=== Entries shown ===
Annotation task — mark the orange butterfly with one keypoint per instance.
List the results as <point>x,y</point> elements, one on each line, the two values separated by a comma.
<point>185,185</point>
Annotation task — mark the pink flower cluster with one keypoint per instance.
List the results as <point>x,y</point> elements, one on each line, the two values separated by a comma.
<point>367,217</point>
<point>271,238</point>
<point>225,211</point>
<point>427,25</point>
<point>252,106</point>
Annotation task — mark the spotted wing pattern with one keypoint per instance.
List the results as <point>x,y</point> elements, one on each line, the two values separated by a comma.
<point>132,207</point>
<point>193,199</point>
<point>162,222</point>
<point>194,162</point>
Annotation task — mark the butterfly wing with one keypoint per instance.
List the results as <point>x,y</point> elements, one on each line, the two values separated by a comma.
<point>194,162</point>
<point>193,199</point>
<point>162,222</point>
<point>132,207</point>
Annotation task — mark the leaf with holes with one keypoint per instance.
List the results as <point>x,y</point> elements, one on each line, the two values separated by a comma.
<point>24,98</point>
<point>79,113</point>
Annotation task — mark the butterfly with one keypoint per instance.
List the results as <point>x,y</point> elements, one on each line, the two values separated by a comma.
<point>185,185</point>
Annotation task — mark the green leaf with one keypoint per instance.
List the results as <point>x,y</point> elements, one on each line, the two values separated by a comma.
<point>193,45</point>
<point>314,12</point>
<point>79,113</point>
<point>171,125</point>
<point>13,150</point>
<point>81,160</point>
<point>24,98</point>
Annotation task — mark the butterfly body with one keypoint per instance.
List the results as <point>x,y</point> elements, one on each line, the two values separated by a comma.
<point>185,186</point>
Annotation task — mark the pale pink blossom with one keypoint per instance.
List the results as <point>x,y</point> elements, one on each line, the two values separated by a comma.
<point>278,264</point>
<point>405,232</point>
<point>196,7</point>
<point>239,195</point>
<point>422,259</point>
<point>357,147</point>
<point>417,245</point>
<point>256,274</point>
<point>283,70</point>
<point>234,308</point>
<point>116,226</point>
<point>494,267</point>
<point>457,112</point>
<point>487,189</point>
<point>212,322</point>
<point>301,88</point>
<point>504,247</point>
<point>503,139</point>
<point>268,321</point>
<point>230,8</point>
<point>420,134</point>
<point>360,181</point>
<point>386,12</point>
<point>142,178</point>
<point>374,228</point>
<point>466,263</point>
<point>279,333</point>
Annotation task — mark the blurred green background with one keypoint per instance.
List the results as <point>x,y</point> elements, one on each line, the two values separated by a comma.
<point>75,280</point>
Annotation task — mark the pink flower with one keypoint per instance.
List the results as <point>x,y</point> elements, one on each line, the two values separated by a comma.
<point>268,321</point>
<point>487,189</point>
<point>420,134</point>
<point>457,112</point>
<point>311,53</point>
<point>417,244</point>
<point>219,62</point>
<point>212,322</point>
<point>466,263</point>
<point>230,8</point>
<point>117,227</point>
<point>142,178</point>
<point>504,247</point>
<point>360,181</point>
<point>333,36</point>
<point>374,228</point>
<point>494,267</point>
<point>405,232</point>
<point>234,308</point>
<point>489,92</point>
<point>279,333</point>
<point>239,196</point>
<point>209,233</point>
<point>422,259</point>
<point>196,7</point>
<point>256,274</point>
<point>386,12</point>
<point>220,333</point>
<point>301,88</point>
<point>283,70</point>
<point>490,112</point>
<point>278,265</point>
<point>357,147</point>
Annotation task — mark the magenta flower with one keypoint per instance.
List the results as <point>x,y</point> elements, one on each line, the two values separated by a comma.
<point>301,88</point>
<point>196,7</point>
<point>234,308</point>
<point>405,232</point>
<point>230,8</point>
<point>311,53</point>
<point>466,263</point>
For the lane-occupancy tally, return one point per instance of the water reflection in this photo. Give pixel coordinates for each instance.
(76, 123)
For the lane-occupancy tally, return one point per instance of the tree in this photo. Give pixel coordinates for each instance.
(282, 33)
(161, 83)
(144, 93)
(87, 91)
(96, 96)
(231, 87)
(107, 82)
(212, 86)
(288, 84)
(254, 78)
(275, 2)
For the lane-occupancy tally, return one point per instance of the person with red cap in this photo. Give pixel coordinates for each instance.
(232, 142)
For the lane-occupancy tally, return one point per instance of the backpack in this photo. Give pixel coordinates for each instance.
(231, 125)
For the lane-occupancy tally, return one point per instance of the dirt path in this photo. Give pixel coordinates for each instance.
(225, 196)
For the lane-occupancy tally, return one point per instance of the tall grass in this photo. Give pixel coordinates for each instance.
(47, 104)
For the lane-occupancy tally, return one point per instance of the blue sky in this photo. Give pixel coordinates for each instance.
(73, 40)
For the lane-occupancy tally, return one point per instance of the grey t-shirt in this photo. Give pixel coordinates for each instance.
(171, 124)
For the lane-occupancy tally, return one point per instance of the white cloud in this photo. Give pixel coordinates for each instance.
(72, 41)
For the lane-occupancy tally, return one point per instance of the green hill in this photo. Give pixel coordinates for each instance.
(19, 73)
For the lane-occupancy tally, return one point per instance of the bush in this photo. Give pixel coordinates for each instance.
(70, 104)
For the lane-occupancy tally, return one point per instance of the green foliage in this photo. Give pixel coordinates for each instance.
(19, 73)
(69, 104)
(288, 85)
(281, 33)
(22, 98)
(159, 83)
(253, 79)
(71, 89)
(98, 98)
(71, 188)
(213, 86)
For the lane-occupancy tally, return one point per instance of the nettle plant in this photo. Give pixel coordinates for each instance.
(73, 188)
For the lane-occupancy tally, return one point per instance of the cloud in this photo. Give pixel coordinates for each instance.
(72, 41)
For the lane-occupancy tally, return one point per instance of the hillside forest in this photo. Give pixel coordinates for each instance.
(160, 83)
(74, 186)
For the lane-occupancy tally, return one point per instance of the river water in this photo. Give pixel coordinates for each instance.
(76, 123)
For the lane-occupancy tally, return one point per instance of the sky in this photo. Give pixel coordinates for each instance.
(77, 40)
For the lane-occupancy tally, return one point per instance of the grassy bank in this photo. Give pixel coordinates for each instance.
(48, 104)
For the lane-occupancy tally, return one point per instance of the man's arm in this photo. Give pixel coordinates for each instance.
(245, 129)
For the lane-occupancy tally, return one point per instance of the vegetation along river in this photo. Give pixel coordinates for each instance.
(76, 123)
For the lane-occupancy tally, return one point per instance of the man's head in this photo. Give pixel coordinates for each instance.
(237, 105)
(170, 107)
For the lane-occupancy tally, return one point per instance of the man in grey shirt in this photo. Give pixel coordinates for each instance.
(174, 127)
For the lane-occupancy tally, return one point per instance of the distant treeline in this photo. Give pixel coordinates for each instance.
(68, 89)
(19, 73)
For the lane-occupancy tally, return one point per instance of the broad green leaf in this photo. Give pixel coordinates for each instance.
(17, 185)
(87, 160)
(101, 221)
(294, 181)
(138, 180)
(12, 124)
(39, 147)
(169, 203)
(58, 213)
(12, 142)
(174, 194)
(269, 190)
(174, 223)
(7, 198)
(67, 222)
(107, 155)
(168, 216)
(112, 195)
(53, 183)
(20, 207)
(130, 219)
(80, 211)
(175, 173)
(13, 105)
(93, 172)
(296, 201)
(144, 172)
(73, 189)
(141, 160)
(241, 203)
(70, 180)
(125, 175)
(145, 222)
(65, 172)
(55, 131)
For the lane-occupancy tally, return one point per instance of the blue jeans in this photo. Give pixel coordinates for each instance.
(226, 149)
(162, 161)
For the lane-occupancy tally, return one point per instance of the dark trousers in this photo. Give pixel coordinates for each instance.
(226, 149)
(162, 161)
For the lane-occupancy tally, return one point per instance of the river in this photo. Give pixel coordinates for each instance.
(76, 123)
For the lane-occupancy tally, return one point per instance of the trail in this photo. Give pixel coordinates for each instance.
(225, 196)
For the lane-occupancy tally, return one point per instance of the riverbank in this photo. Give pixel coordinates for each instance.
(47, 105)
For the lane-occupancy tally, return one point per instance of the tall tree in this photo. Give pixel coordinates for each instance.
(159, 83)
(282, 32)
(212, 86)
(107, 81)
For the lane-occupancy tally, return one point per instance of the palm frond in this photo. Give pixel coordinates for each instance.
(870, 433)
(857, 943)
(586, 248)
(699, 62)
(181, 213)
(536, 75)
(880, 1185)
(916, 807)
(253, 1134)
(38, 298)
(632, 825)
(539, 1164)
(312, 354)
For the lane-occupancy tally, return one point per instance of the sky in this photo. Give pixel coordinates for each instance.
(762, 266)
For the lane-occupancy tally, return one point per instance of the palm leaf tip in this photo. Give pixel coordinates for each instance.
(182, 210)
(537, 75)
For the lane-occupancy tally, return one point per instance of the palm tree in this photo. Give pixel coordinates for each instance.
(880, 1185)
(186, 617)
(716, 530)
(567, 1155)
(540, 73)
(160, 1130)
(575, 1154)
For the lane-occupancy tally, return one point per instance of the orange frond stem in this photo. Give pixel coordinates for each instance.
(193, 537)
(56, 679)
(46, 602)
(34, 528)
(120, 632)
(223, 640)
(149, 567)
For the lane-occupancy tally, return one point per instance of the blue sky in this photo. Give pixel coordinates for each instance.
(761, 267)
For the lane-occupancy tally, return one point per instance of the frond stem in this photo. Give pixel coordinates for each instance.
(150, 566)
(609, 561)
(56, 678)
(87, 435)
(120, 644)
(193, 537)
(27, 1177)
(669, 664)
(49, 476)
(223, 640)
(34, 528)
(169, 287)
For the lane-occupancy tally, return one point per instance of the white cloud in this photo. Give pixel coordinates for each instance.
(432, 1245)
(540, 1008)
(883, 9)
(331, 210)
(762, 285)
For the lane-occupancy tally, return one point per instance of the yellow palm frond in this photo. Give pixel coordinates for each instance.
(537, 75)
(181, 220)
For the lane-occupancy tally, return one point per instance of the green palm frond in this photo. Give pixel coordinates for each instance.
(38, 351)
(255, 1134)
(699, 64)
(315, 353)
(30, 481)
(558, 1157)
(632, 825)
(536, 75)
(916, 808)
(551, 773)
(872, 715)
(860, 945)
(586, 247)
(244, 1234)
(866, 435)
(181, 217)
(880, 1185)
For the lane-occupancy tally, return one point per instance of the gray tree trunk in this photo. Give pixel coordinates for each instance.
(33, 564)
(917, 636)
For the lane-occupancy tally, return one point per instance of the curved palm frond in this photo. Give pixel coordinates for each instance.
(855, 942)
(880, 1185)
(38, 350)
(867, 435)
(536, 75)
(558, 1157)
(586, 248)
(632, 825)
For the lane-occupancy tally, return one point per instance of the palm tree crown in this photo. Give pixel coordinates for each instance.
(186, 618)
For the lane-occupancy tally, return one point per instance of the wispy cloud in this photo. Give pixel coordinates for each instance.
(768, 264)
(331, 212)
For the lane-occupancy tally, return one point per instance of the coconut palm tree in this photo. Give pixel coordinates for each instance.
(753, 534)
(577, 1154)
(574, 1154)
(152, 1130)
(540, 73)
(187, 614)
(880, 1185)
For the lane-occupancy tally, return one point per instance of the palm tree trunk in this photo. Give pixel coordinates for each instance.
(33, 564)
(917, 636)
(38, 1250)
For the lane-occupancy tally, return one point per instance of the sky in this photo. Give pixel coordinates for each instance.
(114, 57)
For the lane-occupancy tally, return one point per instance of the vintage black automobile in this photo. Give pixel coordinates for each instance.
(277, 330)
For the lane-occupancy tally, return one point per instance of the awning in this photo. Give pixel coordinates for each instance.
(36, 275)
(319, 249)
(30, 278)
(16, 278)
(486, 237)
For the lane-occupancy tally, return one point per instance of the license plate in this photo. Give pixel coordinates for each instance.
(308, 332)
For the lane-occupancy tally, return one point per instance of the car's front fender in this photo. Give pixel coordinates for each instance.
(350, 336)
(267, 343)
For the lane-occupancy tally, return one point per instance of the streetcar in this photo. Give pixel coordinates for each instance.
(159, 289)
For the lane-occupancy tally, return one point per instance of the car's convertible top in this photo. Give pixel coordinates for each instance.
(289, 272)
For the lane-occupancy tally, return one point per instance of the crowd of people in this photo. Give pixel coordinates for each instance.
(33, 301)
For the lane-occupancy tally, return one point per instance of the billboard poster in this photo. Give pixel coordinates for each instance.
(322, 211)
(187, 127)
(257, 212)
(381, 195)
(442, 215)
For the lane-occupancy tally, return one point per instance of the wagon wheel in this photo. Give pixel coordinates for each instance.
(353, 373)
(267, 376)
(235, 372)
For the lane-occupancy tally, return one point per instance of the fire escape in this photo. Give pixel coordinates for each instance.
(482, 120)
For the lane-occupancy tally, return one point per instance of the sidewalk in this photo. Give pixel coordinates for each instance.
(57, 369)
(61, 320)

=== Exercise ===
Each line above that contains the word "keypoint" should be copied.

=== Written solution ===
Annotation task — mark the orange butterfly with one keypoint per instance.
Annotation task — mark the pink flower cluster with one keypoint per instance.
Annotation task — mark the spotted wing pattern with one keypoint per instance.
Annotation task — mark the butterfly wing with one keypoint per instance.
Annotation task — mark the leaf with holes with one keypoint per instance.
Annotation task — mark the butterfly with one keypoint per instance.
Annotation task — mark the green leaf with one keypoint per instance.
Annotation task — mark the butterfly body with one keypoint per instance.
Annotation task — mark the pale pink blossom with one keypoint per instance.
Annotation task — mark the blurred green background with one keypoint per instance.
Annotation task — mark the pink flower with one keypoint per instance.
Annotation task — mark the magenta flower with one keypoint per instance.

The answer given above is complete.